## INSTRUCTIONS FOR THE TASK
Switch "Pointing rules" to "Marking rules" everywhere in the lines below and write them out again with nothing else changed. Leave out the pictures.

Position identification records
_ _ _ _ _ _ _

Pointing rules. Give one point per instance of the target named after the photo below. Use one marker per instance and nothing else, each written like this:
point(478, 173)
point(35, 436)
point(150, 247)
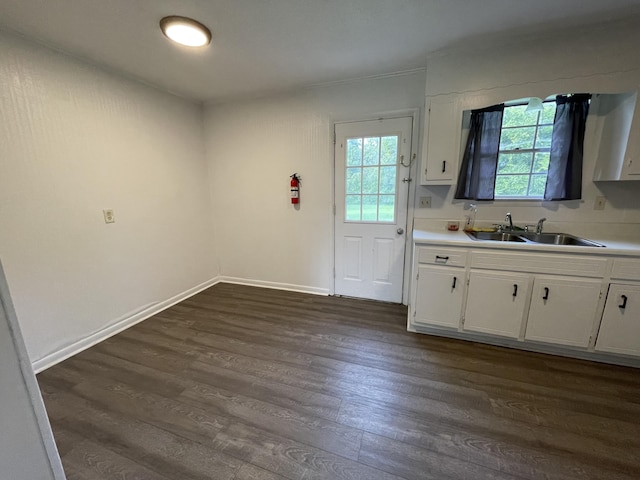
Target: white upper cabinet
point(441, 147)
point(617, 136)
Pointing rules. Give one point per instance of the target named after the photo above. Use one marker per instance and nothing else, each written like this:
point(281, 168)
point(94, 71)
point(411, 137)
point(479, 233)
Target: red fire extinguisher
point(295, 189)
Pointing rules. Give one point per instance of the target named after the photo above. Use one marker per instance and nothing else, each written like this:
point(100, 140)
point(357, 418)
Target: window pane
point(369, 208)
point(354, 152)
point(389, 150)
point(370, 180)
point(388, 179)
point(517, 138)
point(516, 116)
point(548, 113)
point(371, 150)
point(354, 180)
point(387, 208)
point(538, 184)
point(512, 185)
point(544, 137)
point(352, 204)
point(541, 163)
point(515, 162)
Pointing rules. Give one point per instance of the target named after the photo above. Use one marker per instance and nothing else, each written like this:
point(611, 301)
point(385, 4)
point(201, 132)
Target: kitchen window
point(523, 157)
point(512, 153)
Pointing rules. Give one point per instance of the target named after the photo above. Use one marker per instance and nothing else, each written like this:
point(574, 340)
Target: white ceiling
point(262, 46)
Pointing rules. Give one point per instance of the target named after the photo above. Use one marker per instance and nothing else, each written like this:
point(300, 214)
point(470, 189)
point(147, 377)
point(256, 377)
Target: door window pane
point(354, 180)
point(389, 150)
point(352, 207)
point(354, 152)
point(388, 180)
point(387, 208)
point(372, 151)
point(369, 208)
point(370, 179)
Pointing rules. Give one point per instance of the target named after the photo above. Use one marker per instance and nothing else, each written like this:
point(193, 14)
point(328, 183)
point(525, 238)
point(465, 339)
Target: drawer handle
point(624, 301)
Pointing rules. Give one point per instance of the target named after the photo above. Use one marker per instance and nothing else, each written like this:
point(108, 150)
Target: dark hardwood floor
point(253, 384)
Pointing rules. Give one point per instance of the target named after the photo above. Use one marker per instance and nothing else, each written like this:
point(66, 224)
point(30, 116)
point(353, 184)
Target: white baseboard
point(275, 285)
point(118, 326)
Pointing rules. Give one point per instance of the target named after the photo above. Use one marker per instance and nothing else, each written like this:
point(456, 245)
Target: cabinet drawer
point(579, 266)
point(451, 257)
point(626, 269)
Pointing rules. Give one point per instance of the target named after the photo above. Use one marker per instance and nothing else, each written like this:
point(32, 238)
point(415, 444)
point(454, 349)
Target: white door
point(372, 161)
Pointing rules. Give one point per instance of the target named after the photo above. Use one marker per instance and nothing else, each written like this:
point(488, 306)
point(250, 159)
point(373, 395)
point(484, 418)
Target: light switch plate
point(109, 217)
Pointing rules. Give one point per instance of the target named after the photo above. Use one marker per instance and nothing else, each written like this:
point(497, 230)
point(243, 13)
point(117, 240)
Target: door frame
point(414, 113)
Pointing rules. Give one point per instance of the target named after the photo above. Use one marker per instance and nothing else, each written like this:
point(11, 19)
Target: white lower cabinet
point(526, 297)
point(439, 295)
point(620, 327)
point(496, 302)
point(563, 310)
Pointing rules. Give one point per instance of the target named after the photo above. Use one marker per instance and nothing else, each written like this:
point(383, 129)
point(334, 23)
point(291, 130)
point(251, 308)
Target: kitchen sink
point(496, 236)
point(529, 237)
point(559, 239)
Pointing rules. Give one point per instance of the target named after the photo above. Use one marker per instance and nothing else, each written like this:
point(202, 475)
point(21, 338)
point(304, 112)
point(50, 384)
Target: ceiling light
point(185, 31)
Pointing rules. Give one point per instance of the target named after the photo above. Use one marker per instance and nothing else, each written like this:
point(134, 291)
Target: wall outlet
point(108, 215)
point(425, 202)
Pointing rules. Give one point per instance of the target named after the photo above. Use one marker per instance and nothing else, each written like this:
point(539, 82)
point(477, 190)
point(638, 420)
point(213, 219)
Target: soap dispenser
point(470, 218)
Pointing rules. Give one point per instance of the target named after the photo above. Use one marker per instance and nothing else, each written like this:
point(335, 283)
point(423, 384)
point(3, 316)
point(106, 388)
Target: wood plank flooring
point(244, 383)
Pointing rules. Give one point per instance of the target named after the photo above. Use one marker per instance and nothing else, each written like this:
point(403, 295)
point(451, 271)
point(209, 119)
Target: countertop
point(461, 239)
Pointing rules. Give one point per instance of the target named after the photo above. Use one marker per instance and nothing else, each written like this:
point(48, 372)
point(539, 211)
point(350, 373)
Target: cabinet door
point(563, 310)
point(442, 141)
point(620, 327)
point(439, 296)
point(496, 302)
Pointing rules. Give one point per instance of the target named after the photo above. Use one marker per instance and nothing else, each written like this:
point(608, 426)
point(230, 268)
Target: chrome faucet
point(509, 219)
point(539, 225)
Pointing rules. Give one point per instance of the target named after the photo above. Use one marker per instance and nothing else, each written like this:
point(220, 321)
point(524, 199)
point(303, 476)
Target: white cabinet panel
point(496, 302)
point(620, 327)
point(439, 294)
point(563, 310)
point(441, 149)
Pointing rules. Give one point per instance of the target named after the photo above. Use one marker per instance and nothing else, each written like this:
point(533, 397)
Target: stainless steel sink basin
point(530, 237)
point(495, 236)
point(559, 239)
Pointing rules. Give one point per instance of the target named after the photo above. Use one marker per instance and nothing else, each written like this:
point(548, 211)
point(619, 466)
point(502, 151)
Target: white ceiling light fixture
point(185, 31)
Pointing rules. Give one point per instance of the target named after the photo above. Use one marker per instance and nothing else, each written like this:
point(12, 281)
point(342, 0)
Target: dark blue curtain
point(477, 176)
point(564, 180)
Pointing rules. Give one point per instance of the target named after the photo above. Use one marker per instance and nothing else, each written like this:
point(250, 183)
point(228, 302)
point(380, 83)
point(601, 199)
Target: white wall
point(599, 59)
point(253, 146)
point(75, 140)
point(27, 448)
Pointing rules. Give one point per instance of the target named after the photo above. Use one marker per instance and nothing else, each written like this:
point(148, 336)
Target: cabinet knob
point(624, 301)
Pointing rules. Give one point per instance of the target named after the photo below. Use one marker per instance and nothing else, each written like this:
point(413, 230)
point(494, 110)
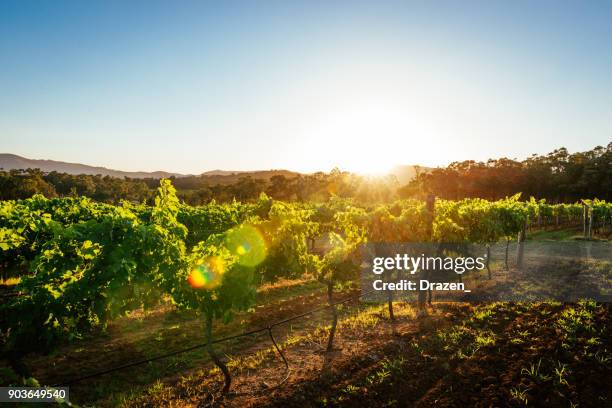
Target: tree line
point(557, 176)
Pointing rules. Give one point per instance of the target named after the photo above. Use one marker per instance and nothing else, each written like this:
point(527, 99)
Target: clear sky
point(194, 86)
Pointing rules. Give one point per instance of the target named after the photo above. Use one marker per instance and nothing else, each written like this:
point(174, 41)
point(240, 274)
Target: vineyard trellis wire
point(267, 328)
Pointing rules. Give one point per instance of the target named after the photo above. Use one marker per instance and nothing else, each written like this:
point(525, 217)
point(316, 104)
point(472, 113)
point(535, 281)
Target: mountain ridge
point(10, 161)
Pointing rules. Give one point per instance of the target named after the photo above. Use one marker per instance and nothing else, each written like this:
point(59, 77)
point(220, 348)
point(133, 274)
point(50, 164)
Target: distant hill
point(406, 173)
point(12, 161)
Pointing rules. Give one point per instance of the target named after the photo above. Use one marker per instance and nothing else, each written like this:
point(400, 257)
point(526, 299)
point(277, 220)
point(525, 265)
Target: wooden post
point(422, 295)
point(590, 223)
point(520, 249)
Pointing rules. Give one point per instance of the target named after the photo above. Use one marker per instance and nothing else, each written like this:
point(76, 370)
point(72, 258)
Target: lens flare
point(248, 244)
point(206, 273)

_ _ _ _ _ _ _

## COMPLETED TASK
Marking rules. Give one point per instance of the target named after the photo below. Use one marker per instance and nothing else, each written like this:
point(478, 173)
point(35, 436)
point(150, 247)
Target: white upper cabinet
point(441, 147)
point(617, 136)
Marking rules. Give one point per instance of the target named after the photo above. Use one marker per instance and nothing else, each written like this:
point(281, 168)
point(94, 71)
point(411, 137)
point(479, 233)
Target: red fire extinguisher
point(295, 189)
Marking rules. Give one point per instance of the target named after the photo above. Use one marker per instance and nothing else, each written like this:
point(100, 140)
point(357, 418)
Target: window pane
point(369, 208)
point(354, 152)
point(389, 150)
point(370, 180)
point(388, 179)
point(517, 138)
point(516, 116)
point(548, 113)
point(371, 150)
point(354, 180)
point(387, 208)
point(538, 184)
point(512, 185)
point(544, 137)
point(352, 204)
point(541, 163)
point(515, 162)
Marking rules. Give one point per instance of the target named after the photo above. Use one marker per instance and nothing else, each written like this:
point(611, 301)
point(385, 4)
point(201, 132)
Target: kitchen window
point(523, 157)
point(512, 153)
Marking rules. Give one point per instance of the target named after the photo above. Use one marker per instance and nothing else, each written like this:
point(574, 340)
Target: white ceiling
point(262, 46)
Marking rules. Give one point per instance of the target named after the photo above. Use one marker per instance and nothing else, each written like this:
point(300, 214)
point(470, 189)
point(147, 377)
point(256, 377)
Target: door window pane
point(354, 180)
point(389, 150)
point(352, 207)
point(354, 152)
point(388, 180)
point(387, 208)
point(372, 151)
point(369, 208)
point(370, 179)
Marking rules. Give one point per instance of the target named after the photo above. Use one marker per instance and nothing else, each written like this:
point(193, 14)
point(328, 183)
point(525, 238)
point(465, 339)
Target: drawer handle
point(624, 301)
Marking rules. Give one point per instance of the target named after the photo above. Use one marker per instance and nothing else, each written like this:
point(108, 150)
Target: dark hardwood floor
point(253, 384)
Marking rules. Give one point per instance of the target named after the photo above. Use one marker per instance and nothing else, each written like this:
point(66, 224)
point(30, 116)
point(353, 184)
Target: white baseboard
point(275, 285)
point(118, 326)
Marking rules. Give one point per instance of the target named after the photo above. Use one marker per instance and nothing else, each written like this:
point(456, 245)
Target: cabinet drawer
point(579, 266)
point(451, 257)
point(626, 269)
Marking rules. Give one point per instance of the target named after the photo above. Use one marker per instance and nothing else, each written like this:
point(32, 238)
point(415, 444)
point(454, 349)
Target: white door
point(372, 161)
Marking rules. Give one point per instance of the target named after the photo above. Use one marker per instance and nothing else, each written like this:
point(488, 306)
point(250, 159)
point(373, 395)
point(484, 418)
Target: light switch plate
point(109, 217)
Marking rules. Give one point per instance of the target named after the photo above. Use one marker per instance and nothing else, each written like this:
point(497, 230)
point(243, 13)
point(117, 240)
Target: door frame
point(414, 113)
Marking rules. Give one point per instance of the target named after the photo above. Use one marker per instance and nothing else, each written like this:
point(11, 19)
Target: white lower cabinet
point(526, 297)
point(439, 295)
point(620, 327)
point(496, 302)
point(563, 310)
Marking rules. Give one point per instance of the target named after the photo above. Use one marker per instance and nothing else, each written like this:
point(383, 129)
point(334, 23)
point(291, 130)
point(251, 308)
Target: kitchen sink
point(496, 236)
point(529, 237)
point(559, 239)
Marking rules. Give one point per instance of the target named after the photo above. Use one marker per instance and nothing else, each written like this:
point(202, 475)
point(21, 338)
point(304, 112)
point(50, 384)
Target: ceiling light
point(185, 31)
Marking rules. Give one point per instance of the target named after the photo above. Use one marker per instance and nothing else, each written like this:
point(134, 291)
Target: wall outlet
point(108, 215)
point(425, 202)
Marking rules. Give one point per instance of the target named after the photo above. Use one marker per instance and nothing else, each written like this:
point(539, 82)
point(477, 190)
point(638, 420)
point(213, 219)
Target: soap dispenser
point(470, 218)
Marking rules. Give one point per instance of the target named after the photo above. Use one marker per instance and nothing else, each written like this:
point(335, 283)
point(423, 384)
point(3, 316)
point(106, 388)
Target: wood plank flooring
point(244, 383)
Marking rules. Give one point per instance of the target named after the photo above. Use one marker per instance and nothing else, each written like this:
point(403, 295)
point(451, 271)
point(209, 119)
Target: countertop
point(461, 239)
Marking rules. Give one point per instance of the target named after the photo above. Use one marker per instance and nothing else, each written like this:
point(48, 372)
point(539, 211)
point(350, 373)
Target: cabinet door
point(563, 310)
point(442, 141)
point(620, 327)
point(439, 296)
point(496, 302)
Marking rules. Give one point per instance of the target named after the photo above. Use one marker per instance and nothing else, each written like this:
point(608, 426)
point(230, 268)
Target: chrome faucet
point(509, 219)
point(539, 225)
Marking rules. Give one point per instance of the target named after the photo above. Use one marker per instance and nothing else, each written like this:
point(220, 321)
point(524, 199)
point(303, 476)
Target: white cabinet panel
point(496, 302)
point(620, 327)
point(439, 294)
point(563, 310)
point(441, 149)
Marking rules. Give one point per instance of the target named after the photo above. Use one marker per instance and nothing else, each written like this:
point(533, 397)
Target: stainless steel sink basin
point(530, 237)
point(495, 236)
point(559, 239)
Marking rules. Give one point per instance of the target named after the photo above. Use one marker per instance and nothing else, each written like this:
point(548, 211)
point(619, 466)
point(502, 151)
Target: white ceiling light fixture
point(185, 31)
Marking rules. Give one point per instance of the target named after the photo above. Use one marker per instance and nothing else, each written like this:
point(12, 281)
point(342, 0)
Target: dark blue curtain
point(477, 176)
point(564, 180)
Marking rules. Give one point per instance of the target named after the photo above. Use one marker per instance and nothing else, each written like this:
point(250, 183)
point(228, 302)
point(380, 83)
point(601, 199)
Target: white wall
point(599, 59)
point(253, 146)
point(75, 140)
point(27, 448)
Marking rules. Give one point per instance of the target named after the photo above. Use one marker per instance and nothing else, each written like this:
point(148, 336)
Target: cabinet knob
point(624, 301)
Marking rules. Give one point per instance of the target named after the photo below. Use one marker per instance and nothing else, each written like this:
point(413, 230)
point(494, 110)
Target: tree line
point(557, 176)
Marking rules. Give one point per instance of the target named after the photo above. Use one marker per instance and nothing else, each written like this:
point(527, 99)
Target: clear sky
point(194, 86)
Marking rules. Give one point per instance of the target named after the photo above. Use one marker per instance and nothing else, each written like this:
point(174, 41)
point(240, 274)
Target: vineyard trellis wire
point(267, 328)
Marking rules. Give one point per instance of the target named after the photo above. Use one marker per instance and nothing else, each written like this:
point(525, 217)
point(316, 104)
point(472, 113)
point(535, 281)
Target: mountain ridge
point(10, 161)
Marking rules. Give one point per instance of the target named after the photo above. Use one marker per instance and nothing else, each written like this:
point(59, 77)
point(220, 348)
point(133, 274)
point(50, 164)
Target: distant hill
point(406, 173)
point(12, 161)
Marking rules. Give one point per instance of the target named after the photo above. Use one marker per instance and nothing else, each written like this:
point(400, 257)
point(526, 299)
point(277, 220)
point(525, 265)
Target: wooden post
point(422, 295)
point(590, 223)
point(520, 249)
Marking rules. Give one point per instance of the target named after the photo above. Use one marker per instance and nothing else, each written like this:
point(76, 370)
point(72, 258)
Target: lens flare
point(248, 244)
point(206, 273)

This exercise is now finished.